▶ [Text extract]

What did he say about his mother?

I’m glad Neil brought up his Mam. As mentioned, there is a dearth of biographical detail available regarding Neil Delamere on-line. According to the Wikipedia entry, he was born “circa 1980”. Wha? ‘Around 1980’? Either side, give-or-take? That’s an unfeasibly long labour – which, let’s face it, given Viking lineage, Neil’s poor Ma may well have been equipped to endure. Or Neil is being coy about his date of birth.

“No,” Neil says, “there’s no coyness. I’m 30.”

The reason there’s not been much of Neil Delamere on-line, the comic confesses, is because “I’m really lazy with my website – which is kind of ironic considering my degree was…”

“That’s another thing!” I interupt before he can finish. The Wikipedia entry says he “completed a degree”. No specifications. “What degree? Where from? It could have been purchased off…”

“No,” Neil interupts me this time. “It’s from Dublin City University. And I’ll tell you how I can prove it…”

▶ [Data rows]

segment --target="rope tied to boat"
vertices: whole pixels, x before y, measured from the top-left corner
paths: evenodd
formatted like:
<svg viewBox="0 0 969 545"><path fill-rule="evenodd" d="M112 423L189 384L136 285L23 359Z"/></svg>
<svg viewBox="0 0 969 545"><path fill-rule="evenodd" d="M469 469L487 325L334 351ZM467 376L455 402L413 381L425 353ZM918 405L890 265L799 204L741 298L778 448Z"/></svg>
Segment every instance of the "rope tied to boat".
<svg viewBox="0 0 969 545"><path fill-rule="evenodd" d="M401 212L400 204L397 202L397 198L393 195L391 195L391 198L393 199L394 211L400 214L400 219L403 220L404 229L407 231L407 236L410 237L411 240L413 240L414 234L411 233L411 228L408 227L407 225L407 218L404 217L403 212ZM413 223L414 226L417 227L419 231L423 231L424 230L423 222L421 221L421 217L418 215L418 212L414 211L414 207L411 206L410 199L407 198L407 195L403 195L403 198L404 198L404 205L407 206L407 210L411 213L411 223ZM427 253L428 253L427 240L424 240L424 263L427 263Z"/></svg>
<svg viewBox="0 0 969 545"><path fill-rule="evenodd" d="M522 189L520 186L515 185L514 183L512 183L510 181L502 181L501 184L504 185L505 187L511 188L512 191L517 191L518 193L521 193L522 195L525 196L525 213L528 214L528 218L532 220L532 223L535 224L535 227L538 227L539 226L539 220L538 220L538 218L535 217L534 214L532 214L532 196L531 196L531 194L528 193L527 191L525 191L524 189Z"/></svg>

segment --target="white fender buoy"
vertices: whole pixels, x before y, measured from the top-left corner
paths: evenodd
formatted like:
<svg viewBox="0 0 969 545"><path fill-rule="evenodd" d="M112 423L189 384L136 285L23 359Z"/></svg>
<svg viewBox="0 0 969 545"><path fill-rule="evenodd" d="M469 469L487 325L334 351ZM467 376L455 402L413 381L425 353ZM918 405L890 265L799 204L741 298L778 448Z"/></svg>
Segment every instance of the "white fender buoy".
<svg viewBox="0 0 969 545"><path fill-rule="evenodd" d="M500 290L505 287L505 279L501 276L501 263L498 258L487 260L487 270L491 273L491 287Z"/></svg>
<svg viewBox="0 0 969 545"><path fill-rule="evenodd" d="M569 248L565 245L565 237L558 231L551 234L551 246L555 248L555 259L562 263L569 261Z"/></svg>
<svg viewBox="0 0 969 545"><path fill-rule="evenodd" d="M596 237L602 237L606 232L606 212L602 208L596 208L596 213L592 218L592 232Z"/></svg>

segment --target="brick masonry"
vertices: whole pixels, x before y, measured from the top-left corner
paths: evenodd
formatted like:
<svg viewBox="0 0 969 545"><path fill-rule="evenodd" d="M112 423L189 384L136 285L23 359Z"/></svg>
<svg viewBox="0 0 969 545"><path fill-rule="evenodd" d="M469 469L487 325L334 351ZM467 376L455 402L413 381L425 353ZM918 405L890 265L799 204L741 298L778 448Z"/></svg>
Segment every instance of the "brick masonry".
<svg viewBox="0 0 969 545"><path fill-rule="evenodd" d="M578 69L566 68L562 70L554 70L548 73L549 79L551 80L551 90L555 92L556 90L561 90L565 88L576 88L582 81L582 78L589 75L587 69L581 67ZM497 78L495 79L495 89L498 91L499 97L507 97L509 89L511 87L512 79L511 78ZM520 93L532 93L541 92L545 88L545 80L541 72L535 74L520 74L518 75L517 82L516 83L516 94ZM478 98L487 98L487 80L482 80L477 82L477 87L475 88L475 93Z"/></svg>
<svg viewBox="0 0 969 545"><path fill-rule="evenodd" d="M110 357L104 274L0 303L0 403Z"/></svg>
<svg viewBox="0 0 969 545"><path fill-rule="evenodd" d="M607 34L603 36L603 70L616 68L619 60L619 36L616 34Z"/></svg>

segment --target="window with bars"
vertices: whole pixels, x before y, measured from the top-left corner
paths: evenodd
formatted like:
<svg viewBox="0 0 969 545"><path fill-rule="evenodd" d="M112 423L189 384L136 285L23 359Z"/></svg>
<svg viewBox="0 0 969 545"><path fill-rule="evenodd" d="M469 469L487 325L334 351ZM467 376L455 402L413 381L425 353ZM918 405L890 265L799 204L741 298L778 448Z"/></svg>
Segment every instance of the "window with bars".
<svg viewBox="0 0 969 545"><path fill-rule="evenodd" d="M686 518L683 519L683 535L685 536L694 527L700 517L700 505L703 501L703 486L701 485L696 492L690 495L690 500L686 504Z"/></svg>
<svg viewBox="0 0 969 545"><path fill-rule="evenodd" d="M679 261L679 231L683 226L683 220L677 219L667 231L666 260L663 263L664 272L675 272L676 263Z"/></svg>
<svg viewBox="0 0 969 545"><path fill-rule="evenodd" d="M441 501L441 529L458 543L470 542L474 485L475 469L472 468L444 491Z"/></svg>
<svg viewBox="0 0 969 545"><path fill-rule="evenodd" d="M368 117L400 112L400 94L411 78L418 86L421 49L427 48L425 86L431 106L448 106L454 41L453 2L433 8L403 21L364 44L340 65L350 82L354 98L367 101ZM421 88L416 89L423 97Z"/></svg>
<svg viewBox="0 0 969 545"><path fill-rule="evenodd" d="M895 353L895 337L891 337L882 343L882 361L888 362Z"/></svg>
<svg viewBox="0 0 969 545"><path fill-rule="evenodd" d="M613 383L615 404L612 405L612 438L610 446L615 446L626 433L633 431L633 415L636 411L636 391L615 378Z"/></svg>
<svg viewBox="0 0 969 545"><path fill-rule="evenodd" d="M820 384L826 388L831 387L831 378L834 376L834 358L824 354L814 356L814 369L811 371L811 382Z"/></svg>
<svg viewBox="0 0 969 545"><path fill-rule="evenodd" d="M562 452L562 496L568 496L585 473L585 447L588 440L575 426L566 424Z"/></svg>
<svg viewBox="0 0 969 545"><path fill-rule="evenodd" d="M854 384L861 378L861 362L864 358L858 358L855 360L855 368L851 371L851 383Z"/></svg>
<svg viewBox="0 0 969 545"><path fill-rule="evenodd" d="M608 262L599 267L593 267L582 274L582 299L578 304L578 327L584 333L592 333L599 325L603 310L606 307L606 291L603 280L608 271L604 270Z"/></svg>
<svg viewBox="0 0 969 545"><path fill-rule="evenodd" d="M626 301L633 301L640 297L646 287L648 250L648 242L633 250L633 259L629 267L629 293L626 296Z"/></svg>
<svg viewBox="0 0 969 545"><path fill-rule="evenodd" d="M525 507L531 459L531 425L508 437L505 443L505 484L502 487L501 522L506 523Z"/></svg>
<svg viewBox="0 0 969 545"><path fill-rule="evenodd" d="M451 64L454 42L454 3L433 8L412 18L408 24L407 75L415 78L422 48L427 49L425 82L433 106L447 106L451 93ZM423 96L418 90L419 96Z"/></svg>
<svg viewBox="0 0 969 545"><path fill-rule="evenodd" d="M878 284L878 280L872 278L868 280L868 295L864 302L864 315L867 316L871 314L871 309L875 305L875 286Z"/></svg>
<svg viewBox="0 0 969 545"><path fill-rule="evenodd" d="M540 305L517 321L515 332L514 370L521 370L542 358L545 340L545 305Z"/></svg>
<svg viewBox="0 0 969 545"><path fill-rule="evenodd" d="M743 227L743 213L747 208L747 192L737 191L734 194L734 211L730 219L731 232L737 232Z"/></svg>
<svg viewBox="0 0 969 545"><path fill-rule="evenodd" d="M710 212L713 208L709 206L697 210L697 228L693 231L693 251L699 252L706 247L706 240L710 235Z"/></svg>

---

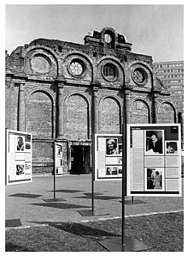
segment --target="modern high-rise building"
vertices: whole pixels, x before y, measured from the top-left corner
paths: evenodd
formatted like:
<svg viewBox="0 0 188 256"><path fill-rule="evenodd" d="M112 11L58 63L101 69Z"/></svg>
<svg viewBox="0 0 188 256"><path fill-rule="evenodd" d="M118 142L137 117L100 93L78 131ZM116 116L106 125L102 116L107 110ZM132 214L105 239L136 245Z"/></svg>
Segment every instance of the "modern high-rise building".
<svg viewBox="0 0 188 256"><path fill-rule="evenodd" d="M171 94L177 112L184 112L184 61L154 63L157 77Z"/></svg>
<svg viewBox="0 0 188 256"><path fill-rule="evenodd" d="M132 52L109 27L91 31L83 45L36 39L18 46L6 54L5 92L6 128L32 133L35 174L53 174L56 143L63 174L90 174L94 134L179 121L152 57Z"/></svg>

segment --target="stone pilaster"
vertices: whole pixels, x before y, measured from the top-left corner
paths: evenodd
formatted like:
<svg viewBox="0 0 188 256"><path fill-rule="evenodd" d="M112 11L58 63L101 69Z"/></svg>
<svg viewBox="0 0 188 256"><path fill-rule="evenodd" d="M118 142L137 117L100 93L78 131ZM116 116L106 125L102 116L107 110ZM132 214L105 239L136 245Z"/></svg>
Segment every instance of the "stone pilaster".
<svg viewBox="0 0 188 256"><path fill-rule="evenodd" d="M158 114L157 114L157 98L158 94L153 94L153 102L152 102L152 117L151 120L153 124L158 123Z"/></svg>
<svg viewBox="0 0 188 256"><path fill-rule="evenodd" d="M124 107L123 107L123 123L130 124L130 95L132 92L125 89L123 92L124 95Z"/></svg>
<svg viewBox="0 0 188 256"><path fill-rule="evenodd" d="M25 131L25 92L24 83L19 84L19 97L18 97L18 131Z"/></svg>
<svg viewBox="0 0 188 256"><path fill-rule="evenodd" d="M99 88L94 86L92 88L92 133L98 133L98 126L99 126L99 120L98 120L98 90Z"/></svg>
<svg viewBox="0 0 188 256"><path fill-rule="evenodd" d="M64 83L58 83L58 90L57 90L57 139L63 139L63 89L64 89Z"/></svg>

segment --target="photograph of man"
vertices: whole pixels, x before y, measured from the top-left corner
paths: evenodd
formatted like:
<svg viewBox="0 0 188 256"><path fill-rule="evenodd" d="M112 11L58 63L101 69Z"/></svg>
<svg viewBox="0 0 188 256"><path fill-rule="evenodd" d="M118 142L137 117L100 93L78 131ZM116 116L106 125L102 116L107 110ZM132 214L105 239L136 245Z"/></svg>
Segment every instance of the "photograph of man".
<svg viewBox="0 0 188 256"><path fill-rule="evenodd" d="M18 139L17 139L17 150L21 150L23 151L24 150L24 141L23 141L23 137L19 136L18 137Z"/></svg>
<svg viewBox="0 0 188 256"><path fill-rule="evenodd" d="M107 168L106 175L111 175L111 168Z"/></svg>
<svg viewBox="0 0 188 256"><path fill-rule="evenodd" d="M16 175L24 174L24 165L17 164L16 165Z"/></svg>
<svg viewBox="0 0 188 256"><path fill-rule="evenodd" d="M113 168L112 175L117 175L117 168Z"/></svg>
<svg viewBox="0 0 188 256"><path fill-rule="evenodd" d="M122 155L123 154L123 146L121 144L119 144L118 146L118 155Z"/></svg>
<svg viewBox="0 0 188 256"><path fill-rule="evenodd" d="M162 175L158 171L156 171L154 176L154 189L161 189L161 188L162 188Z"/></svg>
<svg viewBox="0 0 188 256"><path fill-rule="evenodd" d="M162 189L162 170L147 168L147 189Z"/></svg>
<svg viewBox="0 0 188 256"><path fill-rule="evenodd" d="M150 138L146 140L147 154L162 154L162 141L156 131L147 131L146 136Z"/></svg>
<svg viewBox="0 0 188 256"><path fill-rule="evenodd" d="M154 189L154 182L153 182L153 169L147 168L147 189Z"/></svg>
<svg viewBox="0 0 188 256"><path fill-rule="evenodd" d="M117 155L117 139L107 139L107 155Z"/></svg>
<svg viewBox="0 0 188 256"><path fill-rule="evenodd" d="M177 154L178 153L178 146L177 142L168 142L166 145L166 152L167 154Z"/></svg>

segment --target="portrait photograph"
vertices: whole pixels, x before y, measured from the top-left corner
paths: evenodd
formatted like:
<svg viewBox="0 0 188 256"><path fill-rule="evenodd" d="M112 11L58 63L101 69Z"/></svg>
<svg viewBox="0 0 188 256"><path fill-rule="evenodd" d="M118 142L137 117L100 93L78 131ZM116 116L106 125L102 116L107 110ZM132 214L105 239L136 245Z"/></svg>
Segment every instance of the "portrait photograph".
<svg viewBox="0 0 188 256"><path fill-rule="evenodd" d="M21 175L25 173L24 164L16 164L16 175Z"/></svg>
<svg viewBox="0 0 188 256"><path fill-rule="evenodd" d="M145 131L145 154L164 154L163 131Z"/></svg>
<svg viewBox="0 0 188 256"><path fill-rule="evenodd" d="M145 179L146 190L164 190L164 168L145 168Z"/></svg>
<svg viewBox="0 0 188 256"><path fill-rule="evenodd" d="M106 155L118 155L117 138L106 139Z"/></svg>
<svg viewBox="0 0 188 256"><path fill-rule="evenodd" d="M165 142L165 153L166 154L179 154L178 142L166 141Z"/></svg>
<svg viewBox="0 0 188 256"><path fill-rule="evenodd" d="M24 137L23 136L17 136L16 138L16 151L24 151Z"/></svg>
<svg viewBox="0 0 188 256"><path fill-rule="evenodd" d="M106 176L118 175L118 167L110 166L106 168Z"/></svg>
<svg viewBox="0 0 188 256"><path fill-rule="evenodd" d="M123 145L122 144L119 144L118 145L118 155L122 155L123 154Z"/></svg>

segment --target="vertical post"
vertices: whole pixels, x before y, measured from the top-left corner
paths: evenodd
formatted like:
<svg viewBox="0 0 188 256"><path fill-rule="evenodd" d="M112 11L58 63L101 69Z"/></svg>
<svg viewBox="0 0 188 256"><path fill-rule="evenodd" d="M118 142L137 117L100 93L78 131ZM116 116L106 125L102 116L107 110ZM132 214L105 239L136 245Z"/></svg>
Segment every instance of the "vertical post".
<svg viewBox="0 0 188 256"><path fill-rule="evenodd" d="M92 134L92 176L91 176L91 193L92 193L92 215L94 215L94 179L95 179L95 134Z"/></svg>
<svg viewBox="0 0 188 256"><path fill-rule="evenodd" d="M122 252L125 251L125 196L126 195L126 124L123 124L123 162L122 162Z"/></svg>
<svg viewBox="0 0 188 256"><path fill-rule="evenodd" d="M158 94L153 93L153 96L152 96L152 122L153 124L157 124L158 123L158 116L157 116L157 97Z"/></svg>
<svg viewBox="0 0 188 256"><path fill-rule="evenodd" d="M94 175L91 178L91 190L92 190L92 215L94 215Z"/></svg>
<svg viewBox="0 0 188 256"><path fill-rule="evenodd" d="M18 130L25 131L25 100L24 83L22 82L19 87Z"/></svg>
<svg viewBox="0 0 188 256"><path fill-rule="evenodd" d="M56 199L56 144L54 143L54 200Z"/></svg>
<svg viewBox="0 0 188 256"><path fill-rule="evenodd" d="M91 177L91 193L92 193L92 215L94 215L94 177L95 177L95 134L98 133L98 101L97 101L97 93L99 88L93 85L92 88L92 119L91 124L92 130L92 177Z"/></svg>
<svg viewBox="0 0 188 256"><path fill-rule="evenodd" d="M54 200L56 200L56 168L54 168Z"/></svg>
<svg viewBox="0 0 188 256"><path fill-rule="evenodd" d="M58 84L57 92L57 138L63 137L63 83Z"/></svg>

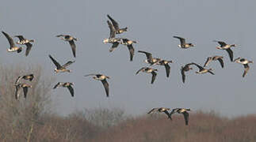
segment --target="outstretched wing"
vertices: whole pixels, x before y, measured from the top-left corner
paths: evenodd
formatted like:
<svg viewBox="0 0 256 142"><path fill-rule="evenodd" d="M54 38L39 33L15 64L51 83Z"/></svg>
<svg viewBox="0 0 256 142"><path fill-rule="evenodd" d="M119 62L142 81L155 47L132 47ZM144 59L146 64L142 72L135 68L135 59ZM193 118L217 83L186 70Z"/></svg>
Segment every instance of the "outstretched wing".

▶ [Actions to take]
**1.** Reproduce the stretch of the Neil Delamere interview from "What did he" through "date of birth." word for word.
**2.** Continue the Neil Delamere interview, beginning right after its final line.

▶ [Answers below]
**1.**
What did he say about his mother?

I’m glad Neil brought up his Mam. As mentioned, there is a dearth of biographical detail available regarding Neil Delamere on-line. According to the Wikipedia entry, he was born “circa 1980”. Wha? ‘Around 1980’? Either side, give-or-take? That’s an unfeasibly long labour – which, let’s face it, given Viking lineage, Neil’s poor Ma may well have been equipped to endure. Or Neil is being coy about his date of birth.

**2.**
Turns out, Dublin City University – Ireland’s self-proclaimed “most innovative” university – is now producing bookmarks. Neil discovered this while visiting his alma mater. But that’s not the most innovative bit. They feature photos of the institution’s more impressive alumni – or, in Neil’s modest words, “people who are meant to have a bit of a profile”. So, along with Matt Cooper, one of Ireland’s leading broadcasters and journalists, and Jamie Heaslip, who plays No. 8 with the British and Irish Lions rugby squad, you can find Neil Delamere’s “stupid face” (his words) peeking over the top of book pages. Of course, like any good comic should, he does material about this find. “The new Edinburgh show is called Bookmarks,” he announces.

So Neil Delamere attended Dublin City University where – get this – he completed a degree in Computer Applications. That’s the irony of his rather meager homepage. Since graduating, Neil’s “gone the other way” and become a “luddite”, more-or-less: “I still enjoy gadgets but I have no interest in geekiness,”  he says. Unlike Neil’s older brother, who completed the same degree. “Now he’s earning millions from IT and I’m doing this. I feel like Dannii Minogue!”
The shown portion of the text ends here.